* begin *
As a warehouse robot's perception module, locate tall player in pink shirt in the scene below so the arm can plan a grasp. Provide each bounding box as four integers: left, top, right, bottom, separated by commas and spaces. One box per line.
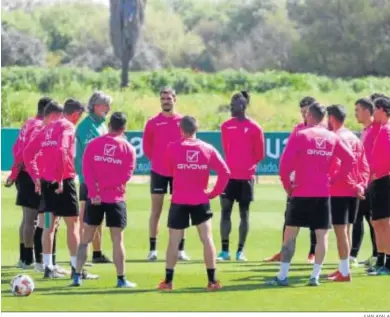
350, 98, 380, 267
267, 103, 354, 286
142, 87, 189, 261
368, 97, 390, 275
264, 96, 318, 264
218, 91, 265, 261
5, 97, 51, 268
327, 105, 370, 282
158, 116, 229, 290
71, 112, 136, 288
24, 99, 90, 278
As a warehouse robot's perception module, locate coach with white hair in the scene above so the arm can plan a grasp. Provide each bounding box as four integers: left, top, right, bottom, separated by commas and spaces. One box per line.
* end *
> **Problem statement**:
Repeat the text of the items above word for word, omitting the pictures.

> **Solution to this task**:
As a warehouse robot's perception module, locate tall player in pink shirt in the scene below so the arm can plan a grasp. Provide each bounding box as four integers: left, top, right, bottom, separated by commas and spaces. One box per line.
350, 98, 380, 267
267, 103, 354, 286
142, 87, 189, 261
368, 97, 390, 275
264, 96, 318, 264
218, 91, 265, 261
5, 97, 51, 268
327, 105, 370, 282
158, 116, 229, 290
71, 112, 136, 288
24, 99, 90, 278
As a warehouse robot's perception module, locate coach with white hair in the scene above so the arm can plan a grasp. Provide each bounding box as four integers: left, top, right, bottom, separated by commas and spaces. One box per line.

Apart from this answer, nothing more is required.